» **Source extract**:
____________________
Blinken hinted at the Biden administration leaving the door open to allow Ukraine to use ATACMS in Russia.
“So I think a hallmark from day one of our efforts to support Ukraine against this aggression is to work to make sure that they have what they need when they need it to be most effective in dealing with the Russian aggression,” he said. “And I think that you’ve seen – again from day one – that we have continuously adjusted and adapted based on the battlefield conditions, based on what Russia was doing in a given place and by given means. And that’s been a through-line in everything that we’ve done.”
However, a U.S. official told The War Zone that “there is no change to our policy governing the use of ATACMS.”
U.K. MoD officials took a similar stance.
“There has been no change in the U.K.’s position” regarding Storm Shadows, an MoD official told The War Zone Tuesday morning. “We have been providing military aid to support Ukraine’s clear right of self-defense against Russia’s illegal attacks in accordance with international humanitarian law. We are clear that equipment provided by the U.K. is intended for the defense of Ukraine.”
The Biden administration has allowed Ukraine to use Guided Multiple Launch Rocket Systems (GMLRS) munitions fired by the M142 High Mobility Artillery Rocket Systems, or HIMARS and the M270 Multiple Launch Rocket System (MLRS) provided to Ukraine. They have a range of up to about 50 miles.
Unlike the U.S. and Ukraine, the Netherlands announced that it has no such preclusions.
Ukraine can strike anywhere in Russia using weapons provided by the Netherlands, that nation’s defense minister said, according to the Frankfurter Allgemeine Zeitung.
Ruben Brekelmans said permission to strike inside Russia includes the use of the F-16 Vipers the Netherlands is providing to Ukraine and called on other Western countries to lift restrictions on the use of weapons they supply to Ukraine.
“Ukraine has the right to self-defense,” he said. “If the country is attacked from border areas or Russian airfields, it can target [those] military objects.”
____________________
» **Jobs**:
[1] Transcribe the part of the Ukraine weapons excerpt that begins at the words "Unlike the U.S." and stops after "supply to Ukraine.".
[2] In the Ukraine weapons excerpt, what range is given for the GMLRS munitions?

» **Data lines**:
____________________
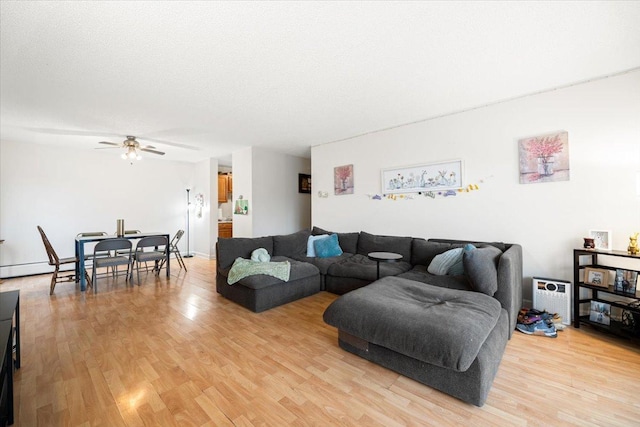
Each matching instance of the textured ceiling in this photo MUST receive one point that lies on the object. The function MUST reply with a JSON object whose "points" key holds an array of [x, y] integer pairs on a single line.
{"points": [[201, 79]]}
____________________
» **The responses**:
[1]
Unlike the U.S. and Ukraine, the Netherlands announced that it has no such preclusions.
Ukraine can strike anywhere in Russia using weapons provided by the Netherlands, that nation’s defense minister said, according to the Frankfurter Allgemeine Zeitung.
Ruben Brekelmans said permission to strike inside Russia includes the use of the F-16 Vipers the Netherlands is providing to Ukraine and called on other Western countries to lift restrictions on the use of weapons they supply to Ukraine.

[2] Up to about 50 miles.